Exercise. Copy the entries below word for word, from the line containing "Task: indicate one point on every instance of the stack" through the end of the entries.

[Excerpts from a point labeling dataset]
***

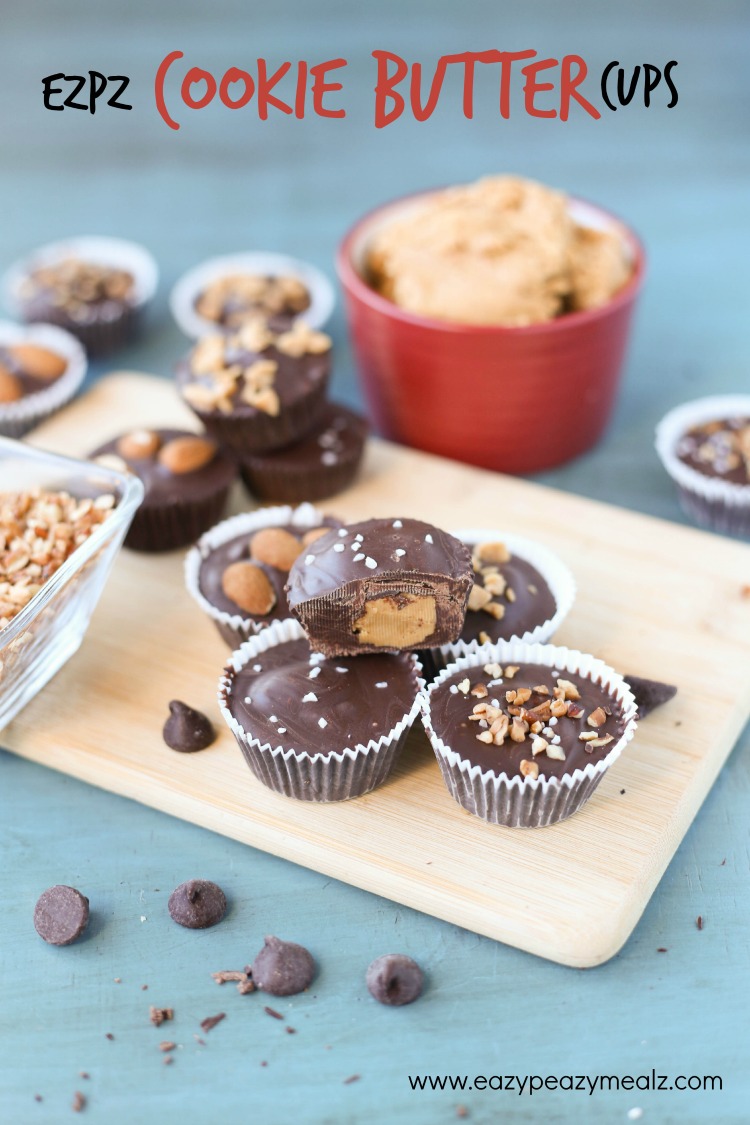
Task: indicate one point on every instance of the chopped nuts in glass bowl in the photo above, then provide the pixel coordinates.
(61, 525)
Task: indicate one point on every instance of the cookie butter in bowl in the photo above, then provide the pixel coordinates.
(490, 321)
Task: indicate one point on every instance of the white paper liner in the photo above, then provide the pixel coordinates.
(720, 504)
(557, 575)
(527, 802)
(336, 775)
(115, 252)
(184, 294)
(234, 627)
(17, 419)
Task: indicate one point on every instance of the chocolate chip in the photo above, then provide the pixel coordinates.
(282, 968)
(395, 979)
(187, 730)
(61, 915)
(649, 694)
(197, 903)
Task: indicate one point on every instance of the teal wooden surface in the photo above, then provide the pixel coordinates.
(227, 181)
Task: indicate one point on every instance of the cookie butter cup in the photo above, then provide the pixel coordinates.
(553, 570)
(192, 284)
(18, 417)
(721, 505)
(336, 775)
(516, 801)
(235, 628)
(106, 334)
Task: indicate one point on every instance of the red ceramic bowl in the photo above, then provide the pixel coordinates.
(512, 399)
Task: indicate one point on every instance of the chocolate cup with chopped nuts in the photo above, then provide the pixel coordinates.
(323, 464)
(96, 288)
(341, 737)
(187, 480)
(505, 755)
(711, 469)
(522, 591)
(229, 543)
(258, 389)
(42, 368)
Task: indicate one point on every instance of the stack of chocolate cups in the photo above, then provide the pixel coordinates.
(261, 393)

***

Solved exercise.
Task: indicate one point on every instance of the stack of chocolate cups in the photo above, then provide the pixel coordinates.
(261, 393)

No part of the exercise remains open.